▶ _DESCRIPTION OF THE TASK_
Rescale the entries below by reproducing every line, requests included, with each coordinate in the answers multiplied by 0.35 and rounded to the nearest whole number, halves rounding up.

★ ★ ★

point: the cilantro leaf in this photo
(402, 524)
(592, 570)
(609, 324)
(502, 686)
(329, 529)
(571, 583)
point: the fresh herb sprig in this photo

★ ★ ★

▶ _PROBLEM SOLUTION_
point: the cilantro leaf in this photo
(141, 183)
(207, 200)
(213, 113)
(176, 240)
(115, 185)
(200, 204)
point: the fresh herb sprig in this photo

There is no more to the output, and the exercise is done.